Exercise a: Repeat the records that follow the xfrm patch exactly, and leave the pictures out of your answer.

[START Given passage]

Add a skeleton for xfrm_compat module and provide API to register it in
xfrm_state.ko. struct xfrm_translator will have function pointers to
translate messages received from 32-bit userspace or to be sent to it
from 64-bit kernel.
module_get()/module_put() are used instead of rcu_read_lock() as the
module will vmalloc() memory for translation.
The new API is registered with xfrm_state module, not with xfrm_user as
the former needs translator for user_policy set by setsockopt() and
xfrm_user already uses functions from xfrm_state.

Signed-off-by: Dmitry Safonov <[email protected]>
---
include/net/xfrm.h | 19 +++++++++++++
net/xfrm/Kconfig | 10 +++++++
net/xfrm/Makefile | 1 +
net/xfrm/xfrm_compat.c | 29 ++++++++++++++++++++
net/xfrm/xfrm_state.c | 60 ++++++++++++++++++++++++++++++++++++++++++
5 files changed, 119 insertions(+)
create mode 100644 net/xfrm/xfrm_compat.c

diff --git a/include/net/xfrm.h b/include/net/xfrm.h
index 2737d24ec244..fe2e3717da14 100644
--- a/include/net/xfrm.h
+++ b/include/net/xfrm.h
@@ -2000,6 +2000,25 @@ static inline int xfrm_tunnel_check(struct sk_buff *skb, struct xfrm_state *x,
return 0;
}

+struct xfrm_translator {
+ struct module *owner;
+};
+
+#if IS_ENABLED(CONFIG_XFRM_USER_COMPAT)
+extern int xfrm_register_translator(struct xfrm_translator *xtr);
+extern int xfrm_unregister_translator(struct xfrm_translator *xtr);
+extern struct xfrm_translator *xfrm_get_translator(void);
+extern void xfrm_put_translator(struct xfrm_translator *xtr);
+#else
+static inline struct xfrm_translator *xfrm_get_translator(void)
+{
+ return NULL;
+}
+static inline void xfrm_put_translator(struct xfrm_translator *xtr)
+{
+}
+#endif
+
#if IS_ENABLED(CONFIG_IPV6)
static inline bool xfrm6_local_dontfrag(const struct sock *sk)
{
diff --git a/net/xfrm/Kconfig b/net/xfrm/Kconfig
index 5b9a5ab48111..e79b48dab61b 100644
--- a/net/xfrm/Kconfig
+++ b/net/xfrm/Kconfig
@@ -28,6 +28,16 @@ config XFRM_USER

If unsure, say Y.

[END Given passage]

Exercise b: Rewrite the xfrm patch from "Add a skeleton" up to and including "functions from xfrm_state.", replacing "userspace" with "user space".

[START Provided data]

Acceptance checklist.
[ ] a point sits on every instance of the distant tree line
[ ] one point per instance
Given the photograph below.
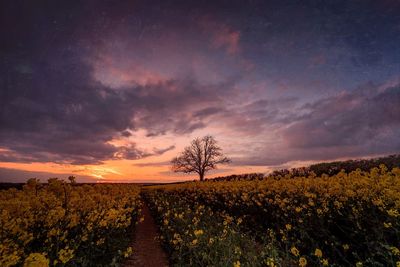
(328, 168)
(332, 168)
(239, 177)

[END Provided data]

Complete answer a:
Acceptance checklist.
[ ] a point sits on every instance of the distant tree line
[ ] one point per instance
Given the photograph below.
(328, 168)
(332, 168)
(239, 177)

Complete answer b:
Add a skeleton for xfrm_compat module and provide API to register it in
xfrm_state.ko. struct xfrm_translator will have function pointers to
translate messages received from 32-bit user space or to be sent to it
from 64-bit kernel.
module_get()/module_put() are used instead of rcu_read_lock() as the
module will vmalloc() memory for translation.
The new API is registered with xfrm_state module, not with xfrm_user as
the former needs translator for user_policy set by setsockopt() and
xfrm_user already uses functions from xfrm_state.